COMPLETE O SEGUINTE:
[1] Responda às perguntas abaixo com base no trecho sobre Bartolozzi.
(a) Em que publicação e em que número saiu originalmente o artigo?
(b) Que seção da Biblioteca Nacional o autor sugere visitar?
(c) De que cidade era o gravador Francisco Bartolozzi, segundo o adjetivo usado no trecho?
[2] Liste todos os nomes de pessoas mencionados no trecho sobre Bartolozzi.
[3] Transcreva o trecho sobre Bartolozzi desde "Francisco Bartolozzi –" até "Rembrandt, Debucourt, etc...".

┌─ TEXTO PARA LEITURA

Abaixo, o Livrada na Testa toma a liberdade de reproduzir trechos de um artigo de O. Calasans Rodrigues, antigo funcionário da BN nos anos 40, sobre a vida e a obra de Francisco Bartolozzi, publicado originalmente na Sombra nº 1, de dezembro/janeiro de 1940/41:


Francisco Bartolozzi – Notas sobre a vida e a obra de um gravador do sec. XVIII

Por pouco conhecidas que sejam as colleções de livros da nossa Bibliotheca Nacional, maior e mais lastimavel ainda é o silencio que geralmente reina em torno das muitas outras preciosidades postas, ali, à disposição do público.

Uma visita à Secção de Estampas causaria, sem duvida, grande surpresa a quem lá fosse ter, pois encontraria em profusão trabalhos dos maiores artistas que nesse genero se especialisaram: Durer, Rembrandt, Debucourt, etc...

Está largamente representada nessas colecções a obra de Francisco Bartolozzi, o gravador florentino cuja arte se manifestou por forma tão brilhante e cuja vida teve aspectos tão interessantes.

└─
┌─ DADOS FORNECIDOS

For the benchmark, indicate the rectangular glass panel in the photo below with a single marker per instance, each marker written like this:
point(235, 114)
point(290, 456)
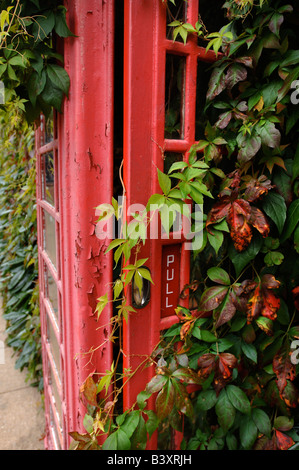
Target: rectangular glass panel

└─

LISTA DE RESPOSTAS:
[1]
(a) Na Sombra nº 1, de dezembro/janeiro de 1940/41.
(b) A Secção de Estampas.
(c) Florença (o trecho o chama de "gravador florentino").

[2] O. Calasans Rodrigues, Francisco Bartolozzi, Durer, Rembrandt, Debucourt

[3]
Francisco Bartolozzi – Notas sobre a vida e a obra de um gravador do sec. XVIII

Por pouco conhecidas que sejam as colleções de livros da nossa Bibliotheca Nacional, maior e mais lastimavel ainda é o silencio que geralmente reina em torno das muitas outras preciosidades postas, ali, à disposição do público.

Uma visita à Secção de Estampas causaria, sem duvida, grande surpresa a quem lá fosse ter, pois encontraria em profusão trabalhos dos maiores artistas que nesse genero se especialisaram: Durer, Rembrandt, Debucourt, etc...